== Written instruction 1 ==
Name every Formula One driver mentioned in the Formula One driver review, using each one's full name.
== Written instruction 2 ==
Write out the stretch of the Formula One driver review from "The summary" through "of his career.", word for word.
== Written instruction 3 ==
Put this sentence from the Formula One driver review into French: "Verstappen never asks more from the car than he feels it can give."

──────── Page excerpt ────────

Expert view: Peter Windsor
“Verstappen never asks more from the car than he feels it can give. He perfectly manipulates the car in the braking/corner entry stage, creating a platform that makes the corner exit almost an after-thought: that’s why you rarely see Max (or Lewis Hamilton) with more than a few, subtle degrees of correction on the car as they leave a corner; that’s why from the outside, oblivious to the supple hand and foot movements going on in the cockpit, we’re lulled into the impression that Max and Lewis are making it look ‘easy’. It’s a product of their millions of unmeasurable, minuscule inputs through the steering, brakes (increasing and decreasing pressure) and throttle. Imagine trying to keep a set of billiard balls in the centre of a ‘floating’, constantly-moving table by very delicately changing the weight on each corner: that’s what Max and Lewis do better than any drivers on the F1 grid.”
– Peter Windsor is a long-time Formula One writer, broadcaster and analyst

3. Daniel Ricciardo

The stats
Points/championship position: 256, third
Wins: 1 (Malaysia)
Podiums: 8
Poles: 1
Fastest laps: 4
Head-to-head vs teammate in qualifying: Ricciardo 14, Verstappen/Daniil Kvyat 7
Head-to-head vs teammate in race: Ricciardo 13, Verstappen/Kvyat 8
Points compared to teammate: Ricciardo 256, Verstappen/Kvyat 212

The summary
Ricciardo’s rise to third in the 2014 championship behind (you guessed it) the Mercedes drivers was an ascension that seemed ahead of schedule, but this year’s same finish behind the same Silver Arrows duo felt more sustainable after his 2015 blip. He had two more wins two years ago than his sole success in Malaysia this season, but with eight podiums, a further five races in fourth place and just off the rostrum and a perfect 21 for 21 in race finishes meant that 2016 was the West Australian’s best year yet. His pole lap at Monaco – the only pole not taken by Mercedes all year – was 73 seconds of ragged-edge genius, while the Singapore/Sepang double-header was the ‘Honey Badger’ at his dogged, persistent best. Now 27, next year’s rule reset comes an opportune time for a man in the prime of his career.

──────── Data provided ────────

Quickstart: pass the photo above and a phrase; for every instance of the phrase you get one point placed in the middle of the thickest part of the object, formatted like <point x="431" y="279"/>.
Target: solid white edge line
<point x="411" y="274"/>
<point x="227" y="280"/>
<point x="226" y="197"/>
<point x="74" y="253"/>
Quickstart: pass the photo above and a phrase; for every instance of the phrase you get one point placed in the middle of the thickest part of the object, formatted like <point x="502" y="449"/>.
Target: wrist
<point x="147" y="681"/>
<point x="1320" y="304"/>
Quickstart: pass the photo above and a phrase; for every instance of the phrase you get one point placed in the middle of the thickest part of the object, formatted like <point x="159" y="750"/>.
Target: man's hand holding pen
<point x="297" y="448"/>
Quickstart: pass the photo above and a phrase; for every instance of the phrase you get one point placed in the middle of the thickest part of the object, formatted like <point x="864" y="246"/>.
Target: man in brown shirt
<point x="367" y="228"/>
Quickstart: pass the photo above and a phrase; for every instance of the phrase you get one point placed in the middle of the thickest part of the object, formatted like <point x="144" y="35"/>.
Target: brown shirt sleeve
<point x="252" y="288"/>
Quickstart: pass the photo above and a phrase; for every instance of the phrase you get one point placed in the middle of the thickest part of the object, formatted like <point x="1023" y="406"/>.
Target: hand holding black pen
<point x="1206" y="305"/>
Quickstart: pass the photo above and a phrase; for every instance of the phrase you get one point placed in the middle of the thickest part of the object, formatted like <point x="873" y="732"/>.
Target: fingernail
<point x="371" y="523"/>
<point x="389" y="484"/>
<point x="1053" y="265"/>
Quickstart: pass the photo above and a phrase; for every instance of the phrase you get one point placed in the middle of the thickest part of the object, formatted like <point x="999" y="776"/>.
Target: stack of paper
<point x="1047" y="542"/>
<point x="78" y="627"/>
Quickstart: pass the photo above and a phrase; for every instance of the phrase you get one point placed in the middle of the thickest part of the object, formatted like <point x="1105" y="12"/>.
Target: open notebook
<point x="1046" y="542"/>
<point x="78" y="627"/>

────────

== Task response 1 ==
Max Verstappen
Lewis Hamilton
Daniel Ricciardo
Daniil Kvyat

== Task response 2 ==
The summary
Ricciardo’s rise to third in the 2014 championship behind (you guessed it) the Mercedes drivers was an ascension that seemed ahead of schedule, but this year’s same finish behind the same Silver Arrows duo felt more sustainable after his 2015 blip. He had two more wins two years ago than his sole success in Malaysia this season, but with eight podiums, a further five races in fourth place and just off the rostrum and a perfect 21 for 21 in race finishes meant that 2016 was the West Australian’s best year yet. His pole lap at Monaco – the only pole not taken by Mercedes all year – was 73 seconds of ragged-edge genius, while the Singapore/Sepang double-header was the ‘Honey Badger’ at his dogged, persistent best. Now 27, next year’s rule reset comes an opportune time for a man in the prime of his career.

== Task response 3 ==
Verstappen ne demande jamais à la voiture plus que ce qu'il estime qu'elle peut donner.